Is There Life On Mars?
By Thomas Klosowski
To the Babylonians it was Nergal, a god of death and pestilence. To the Egyptians it was Har Decher, the Red One. The Greeks called it Ares after their god of war, while the Romans called it Mars. This blood-red colored planet intrigued mankind for almost as long as history has been recorded. Even today countless of books and movies have entertained millions on the subject, lighting up vivid imaginations. However, how much do we really know about this heavenly body? Is there life on mars, or has there ever been life there?
“Mars was an enigma to ancient astronomers, who were bewildered by its apparently capricious motion, sometimes direct, sometimes retrograde, across the sky”, says Encyclopedia Britannica. In 1609 Johannes Kepler used Tycho Brahe’s observations to test his laws of planetary motion. At a time when the world held to a classical Ptolemaic idea that all orbits are circular, Kepler’s first law assumed the Mars has an elliptical orbit. This revolutionary idea for its time helped pave the way for the modern gravitational theory of the solar system. But it was in 1698 that extraterrestrial life on Mars was first speculated about in Cosmotheros, an exposition by a Dutch astronomer Christian Huygens. In the late 1700s, Sir William Herschel, the British Astronomer Royal, studied Mars using telescopes he built himself. He thought that all planets were inhabited and that there were intelligent beings even on the sun living in a cool area under the surface. Herschel also inaccurately assumed that the dark areas of Mars were oceans and the lighter regions land. He speculated that Martian inhabitants “probably enjoy a situation similar to our own.” Herschel did, however, correctly assume that Mars had a tenuous atmosphere. Then in 1877, Giovanni Schiaparelli described the streaks on the surface of Mars using the term “canali”, which can mean either natural channels or artificial canals. The latter interpretation was wrongly embraced, and a conclusion was drawn that Mars had intelligent life that built a system of canals. This far fetched theory, however, was dropped when, in 1894, Edward Emerson Barnard reported that he has found no evidence of canals. What about our day? What is the general consensus regarding the possibility of life on Mars today?
++++++++++
Tasks for this exercise ->
(1) Please copy the records word for word, starting at the line that contains "Find the baby giraffe head;" and ending at the last line of the records.
(2) Write a continuation of the article about life on Mars, picking up after its final sentence.
The records are unrelated to the article about life on Mars.

Stored data ->
++++++++++
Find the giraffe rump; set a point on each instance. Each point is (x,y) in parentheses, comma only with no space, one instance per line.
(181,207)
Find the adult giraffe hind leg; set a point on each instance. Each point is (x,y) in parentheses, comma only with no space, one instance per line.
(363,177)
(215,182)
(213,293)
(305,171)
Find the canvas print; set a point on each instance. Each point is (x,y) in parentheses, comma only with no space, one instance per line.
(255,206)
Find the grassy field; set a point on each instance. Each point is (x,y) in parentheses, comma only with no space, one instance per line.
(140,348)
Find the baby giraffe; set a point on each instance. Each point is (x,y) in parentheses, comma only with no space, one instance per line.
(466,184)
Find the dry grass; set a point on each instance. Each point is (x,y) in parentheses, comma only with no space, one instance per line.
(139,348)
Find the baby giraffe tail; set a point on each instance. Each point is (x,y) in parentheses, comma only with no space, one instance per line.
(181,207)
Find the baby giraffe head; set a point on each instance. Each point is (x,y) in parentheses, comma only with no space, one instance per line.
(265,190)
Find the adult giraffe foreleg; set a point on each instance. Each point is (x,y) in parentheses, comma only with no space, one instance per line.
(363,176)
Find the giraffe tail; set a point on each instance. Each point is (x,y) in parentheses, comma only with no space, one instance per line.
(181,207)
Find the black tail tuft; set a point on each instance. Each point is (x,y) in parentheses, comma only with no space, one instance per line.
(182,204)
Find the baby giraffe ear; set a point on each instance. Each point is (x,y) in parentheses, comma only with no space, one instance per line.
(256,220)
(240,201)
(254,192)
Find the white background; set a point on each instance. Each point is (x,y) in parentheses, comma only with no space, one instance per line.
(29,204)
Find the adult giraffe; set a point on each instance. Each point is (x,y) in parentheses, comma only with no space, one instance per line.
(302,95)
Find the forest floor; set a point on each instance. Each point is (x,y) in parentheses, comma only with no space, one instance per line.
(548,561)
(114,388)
++++++++++
Answers ->
(1)
Find the baby giraffe head; set a point on each instance. Each point is (x,y) in parentheses, comma only with no space, one instance per line.
(265,190)
Find the adult giraffe foreleg; set a point on each instance. Each point is (x,y) in parentheses, comma only with no space, one instance per line.
(363,176)
Find the giraffe tail; set a point on each instance. Each point is (x,y) in parentheses, comma only with no space, one instance per line.
(181,207)
Find the black tail tuft; set a point on each instance. Each point is (x,y) in parentheses, comma only with no space, one instance per line.
(182,204)
Find the baby giraffe ear; set a point on each instance. Each point is (x,y) in parentheses, comma only with no space, one instance per line.
(256,220)
(240,201)
(254,192)
Find the white background; set a point on each instance. Each point is (x,y) in parentheses, comma only with no space, one instance per line.
(29,204)
Find the adult giraffe; set a point on each instance. Each point is (x,y) in parentheses, comma only with no space, one instance per line.
(302,95)
Find the forest floor; set a point on each instance. Each point is (x,y) in parentheses, comma only with no space, one instance per line.
(548,561)
(114,388)

(2)
Today, scientists aren’t looking for Martian men and women walking around on or beneath the planet’s surface, they’re looking for tiny microorganisms. Meteorite ALH84001 found in Antarctica in 1984, and believed to have come from Mars, was investigated by some researchers at NASA’s Johnson Space Center and at Stanford University. In August 1996 it was announced that the potato-size rock contains evidence, but not clear proof, of life on Mars – organic compounds, mineral deposits, and fossilized microbes. The suggestion was that life on Earth may have originated on Mars. However, just about everyone else in the scientific community now agrees that this meteorite contains scarce evidence of life on Mars, insufficient to draw such a conclusion.
Two U.S. probes, Viking 1 and Viking 2, landed on Mars in 1976. The central theme of these missions was to search for extraterrestrial life. “Taken together, the Viking experiments found no persuasive evidence for life on the surface of Mars,” reports Encyclopedia Britannica. “The strongest case against life on the planet came from the complete absence of organic detritus that would have been associated with any Earth-like biota.”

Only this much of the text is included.